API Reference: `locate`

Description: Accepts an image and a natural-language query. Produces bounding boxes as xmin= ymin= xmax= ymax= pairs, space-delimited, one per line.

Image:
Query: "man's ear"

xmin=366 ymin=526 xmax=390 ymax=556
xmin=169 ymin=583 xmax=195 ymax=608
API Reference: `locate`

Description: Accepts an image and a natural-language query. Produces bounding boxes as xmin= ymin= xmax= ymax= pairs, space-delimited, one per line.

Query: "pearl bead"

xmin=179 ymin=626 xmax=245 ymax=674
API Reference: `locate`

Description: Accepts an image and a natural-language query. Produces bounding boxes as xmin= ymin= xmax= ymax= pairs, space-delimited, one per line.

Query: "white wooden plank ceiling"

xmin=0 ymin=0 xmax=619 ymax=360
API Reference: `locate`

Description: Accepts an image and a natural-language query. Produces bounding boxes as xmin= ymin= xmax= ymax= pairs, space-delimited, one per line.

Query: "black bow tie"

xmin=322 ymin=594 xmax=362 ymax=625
=-=-=
Copy out the material, keeping every line exactly as it is.

- Task answer
API Reference: `locate`

Description: Accepts an image and a natural-language query. Produces bounding boxes as xmin= ymin= xmax= ymax= pairs, space-delimited, one per line.

Image:
Query: "man's ear"

xmin=366 ymin=526 xmax=390 ymax=556
xmin=169 ymin=583 xmax=195 ymax=608
API Reference: `locate`

Description: Accepts an image and a natural-language query. Produces bounding boxes as xmin= ymin= xmax= ymax= pairs, space-delimited, one per line.

Query: "pearl bead"

xmin=179 ymin=626 xmax=245 ymax=674
API Reference: `locate`

Description: Accepts an image and a natural-language query. Produces bounding boxes as xmin= ymin= xmax= ymax= pairs, space-delimited, one per line.

Query: "white wooden plank ceiling"

xmin=0 ymin=0 xmax=619 ymax=360
API Reference: `locate`

Description: Accepts an image and a natural-language query. Produces bounding boxes as xmin= ymin= xmax= ymax= pairs, space-delimited, one per line.

Query: "black bow tie"

xmin=322 ymin=594 xmax=362 ymax=625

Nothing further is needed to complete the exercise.